Items listed in a dataset
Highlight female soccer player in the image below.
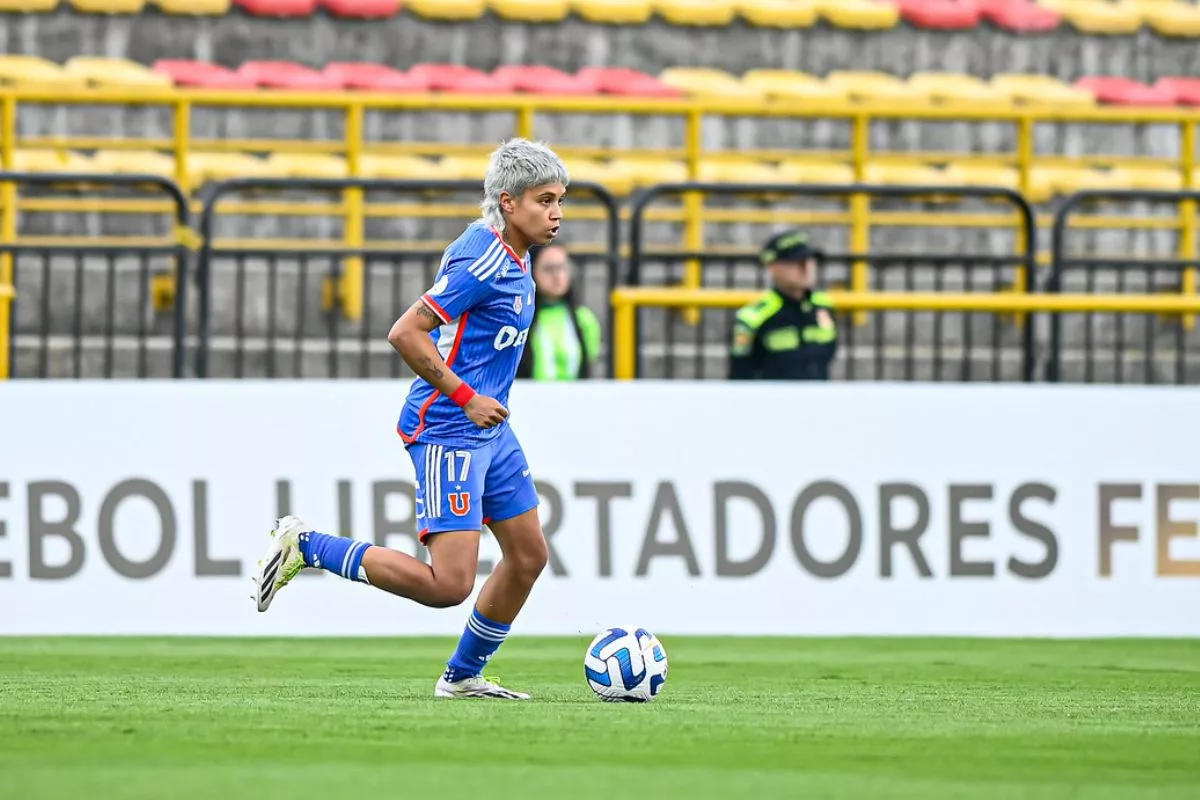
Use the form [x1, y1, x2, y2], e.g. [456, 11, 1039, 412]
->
[256, 139, 569, 700]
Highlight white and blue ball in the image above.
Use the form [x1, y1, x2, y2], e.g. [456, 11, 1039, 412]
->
[583, 626, 667, 703]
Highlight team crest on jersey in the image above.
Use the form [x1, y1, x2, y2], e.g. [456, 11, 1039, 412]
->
[446, 492, 470, 517]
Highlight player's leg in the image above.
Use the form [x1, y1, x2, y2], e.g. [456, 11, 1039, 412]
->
[257, 445, 488, 612]
[437, 428, 548, 699]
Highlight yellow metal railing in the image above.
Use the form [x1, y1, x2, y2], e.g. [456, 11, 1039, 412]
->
[610, 287, 1200, 380]
[7, 88, 1200, 317]
[0, 276, 16, 380]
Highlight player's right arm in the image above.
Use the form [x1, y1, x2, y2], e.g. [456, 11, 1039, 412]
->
[388, 256, 509, 428]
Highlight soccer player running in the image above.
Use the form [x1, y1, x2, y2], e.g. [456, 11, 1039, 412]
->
[248, 139, 569, 700]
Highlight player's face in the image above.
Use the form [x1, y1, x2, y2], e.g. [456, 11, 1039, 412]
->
[509, 184, 566, 245]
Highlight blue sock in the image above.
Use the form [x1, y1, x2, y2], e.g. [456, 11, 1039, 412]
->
[446, 608, 511, 681]
[299, 530, 372, 583]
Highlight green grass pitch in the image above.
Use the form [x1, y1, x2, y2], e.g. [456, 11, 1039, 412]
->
[0, 636, 1200, 800]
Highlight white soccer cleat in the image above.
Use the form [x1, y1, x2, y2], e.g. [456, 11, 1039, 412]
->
[433, 673, 529, 700]
[254, 515, 305, 612]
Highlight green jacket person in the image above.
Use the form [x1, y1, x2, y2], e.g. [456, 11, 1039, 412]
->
[517, 245, 600, 380]
[730, 231, 838, 380]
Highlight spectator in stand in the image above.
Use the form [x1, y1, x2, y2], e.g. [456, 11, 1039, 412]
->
[517, 245, 600, 380]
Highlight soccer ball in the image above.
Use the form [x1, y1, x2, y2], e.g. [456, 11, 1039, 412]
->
[583, 626, 667, 703]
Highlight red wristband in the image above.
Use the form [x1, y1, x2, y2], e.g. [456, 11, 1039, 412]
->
[450, 381, 475, 408]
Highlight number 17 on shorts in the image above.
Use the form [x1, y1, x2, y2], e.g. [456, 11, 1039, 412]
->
[408, 426, 538, 542]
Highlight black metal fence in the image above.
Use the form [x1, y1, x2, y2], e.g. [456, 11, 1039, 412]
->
[196, 179, 619, 378]
[626, 184, 1038, 381]
[0, 172, 1200, 383]
[1045, 191, 1200, 384]
[0, 172, 190, 378]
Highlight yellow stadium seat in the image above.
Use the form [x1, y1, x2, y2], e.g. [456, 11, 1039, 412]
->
[863, 162, 946, 186]
[12, 150, 74, 173]
[1038, 0, 1141, 35]
[266, 152, 346, 178]
[150, 0, 233, 17]
[907, 72, 1012, 107]
[659, 67, 762, 98]
[0, 0, 59, 14]
[1136, 0, 1200, 38]
[359, 155, 457, 181]
[826, 71, 928, 103]
[187, 152, 280, 186]
[734, 0, 817, 28]
[487, 0, 571, 23]
[1111, 166, 1183, 192]
[779, 160, 854, 184]
[404, 0, 487, 20]
[62, 55, 173, 88]
[816, 0, 900, 30]
[989, 73, 1096, 107]
[0, 55, 86, 89]
[613, 157, 690, 188]
[1026, 166, 1133, 203]
[742, 70, 848, 101]
[654, 0, 734, 28]
[70, 0, 146, 14]
[92, 150, 175, 178]
[563, 158, 634, 196]
[698, 158, 787, 184]
[571, 0, 654, 25]
[942, 162, 1021, 190]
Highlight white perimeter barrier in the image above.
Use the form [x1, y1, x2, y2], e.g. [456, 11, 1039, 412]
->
[0, 380, 1200, 636]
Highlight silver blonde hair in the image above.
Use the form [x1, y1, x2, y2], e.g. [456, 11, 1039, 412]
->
[480, 139, 570, 230]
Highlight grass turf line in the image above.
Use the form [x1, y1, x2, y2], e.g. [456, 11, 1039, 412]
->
[0, 636, 1200, 800]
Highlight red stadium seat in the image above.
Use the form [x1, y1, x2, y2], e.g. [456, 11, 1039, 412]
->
[892, 0, 980, 30]
[234, 0, 317, 17]
[979, 0, 1062, 34]
[322, 61, 430, 92]
[492, 65, 598, 95]
[575, 67, 683, 97]
[317, 0, 400, 19]
[408, 64, 512, 94]
[151, 59, 258, 89]
[238, 61, 343, 91]
[1075, 76, 1175, 106]
[1153, 78, 1200, 106]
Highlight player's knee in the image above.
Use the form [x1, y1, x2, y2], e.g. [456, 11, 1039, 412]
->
[434, 575, 475, 608]
[505, 536, 550, 583]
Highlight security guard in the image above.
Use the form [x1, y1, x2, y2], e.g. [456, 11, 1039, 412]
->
[730, 231, 838, 380]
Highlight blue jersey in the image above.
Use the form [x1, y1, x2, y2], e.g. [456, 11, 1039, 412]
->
[397, 222, 534, 447]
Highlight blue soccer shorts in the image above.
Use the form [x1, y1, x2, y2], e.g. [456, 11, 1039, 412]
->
[408, 425, 538, 542]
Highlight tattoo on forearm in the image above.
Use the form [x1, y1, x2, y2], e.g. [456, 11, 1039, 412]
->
[416, 300, 442, 325]
[420, 355, 445, 380]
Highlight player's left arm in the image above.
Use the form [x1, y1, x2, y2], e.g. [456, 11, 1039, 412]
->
[388, 264, 509, 428]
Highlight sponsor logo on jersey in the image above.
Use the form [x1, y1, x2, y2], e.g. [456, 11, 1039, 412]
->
[492, 325, 529, 350]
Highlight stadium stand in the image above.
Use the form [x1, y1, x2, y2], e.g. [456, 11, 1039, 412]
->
[0, 0, 1200, 383]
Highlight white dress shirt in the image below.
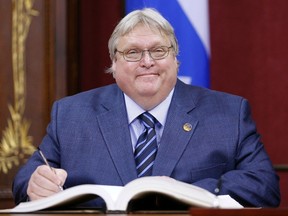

**Exercise**
Rewrite the part of the data that begins with the line containing "Highlight sponsor logo" and runs through the end of the data, shifting every bounding-box coordinate in the answers by 72. Give only those lines and omit the pictures.

**Solution to the problem**
Highlight sponsor logo on jersey in the image above.
Use the form [x1, y1, x2, y2], e.g. [456, 11, 1039, 412]
->
[564, 397, 601, 422]
Highlight stadium stand in the image above.
Use the form [x1, y1, x2, y2], e.g. [456, 11, 1039, 412]
->
[72, 72, 1272, 455]
Highlight white dress shirt in the image below.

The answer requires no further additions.